*EXERCISE DATA*:
* Start *
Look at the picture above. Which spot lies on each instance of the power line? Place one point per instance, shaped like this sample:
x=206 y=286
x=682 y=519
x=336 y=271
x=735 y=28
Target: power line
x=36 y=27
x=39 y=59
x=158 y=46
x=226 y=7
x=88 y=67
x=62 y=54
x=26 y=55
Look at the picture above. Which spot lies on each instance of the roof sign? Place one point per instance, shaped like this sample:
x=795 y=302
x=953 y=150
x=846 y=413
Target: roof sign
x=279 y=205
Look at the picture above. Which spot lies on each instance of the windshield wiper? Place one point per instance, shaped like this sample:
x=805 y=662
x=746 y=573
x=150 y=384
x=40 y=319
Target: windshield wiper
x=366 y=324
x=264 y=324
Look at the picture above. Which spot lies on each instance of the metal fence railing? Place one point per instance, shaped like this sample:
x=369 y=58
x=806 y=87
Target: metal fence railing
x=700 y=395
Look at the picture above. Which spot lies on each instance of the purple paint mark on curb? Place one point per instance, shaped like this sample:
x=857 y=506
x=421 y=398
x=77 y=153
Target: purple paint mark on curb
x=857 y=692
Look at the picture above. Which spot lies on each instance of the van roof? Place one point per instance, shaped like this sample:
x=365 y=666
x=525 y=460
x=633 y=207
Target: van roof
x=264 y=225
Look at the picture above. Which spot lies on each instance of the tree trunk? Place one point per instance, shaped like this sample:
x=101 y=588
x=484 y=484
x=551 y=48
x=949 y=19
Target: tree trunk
* End *
*PROBLEM TO WORK ON*: Copy out every row above again, swapping each "instance" for "occurrence" and keeping everything else the same.

*TASK OUTPUT*:
Look at the picture above. Which spot lies on each occurrence of the power line? Place one point per occurrence, shaped like this sample:
x=206 y=286
x=682 y=519
x=336 y=271
x=735 y=28
Target: power line
x=36 y=27
x=39 y=59
x=158 y=46
x=226 y=7
x=88 y=67
x=62 y=54
x=26 y=55
Look at the picture above. Which spot lies on each occurrence of the roof sign? Place one point per occurrence, shaped like this sample:
x=795 y=302
x=953 y=150
x=846 y=413
Target: roof sign
x=279 y=205
Look at the picture above. Which spot lies on each occurrence of the windshield wiper? Place one point per occurrence, shaped like this sample:
x=805 y=662
x=746 y=573
x=150 y=384
x=40 y=319
Target: windshield wiper
x=366 y=324
x=264 y=324
Look at the picture above. Which spot lies on each occurrence of the metal fence railing? Place one point per occurrence, shaped like this sample:
x=369 y=58
x=806 y=87
Target: metal fence railing
x=700 y=395
Look at the picture above. Which spot lies on each occurrence of the purple paint mark on curb? Place one point per occurrence, shaped like this sample:
x=857 y=506
x=421 y=398
x=77 y=153
Target: purple paint mark on curb
x=857 y=692
Look at the picture above. Which spot lies on each occurrence of the van roof? Place one point per occurrence, shaped like this sample:
x=365 y=666
x=525 y=460
x=633 y=207
Target: van roof
x=264 y=225
Look at the picture above. Which spot lies on each occurrence of the tree trunk? Place one point per occurrence, shaped like this sample:
x=101 y=588
x=484 y=484
x=551 y=48
x=949 y=19
Target: tree trunk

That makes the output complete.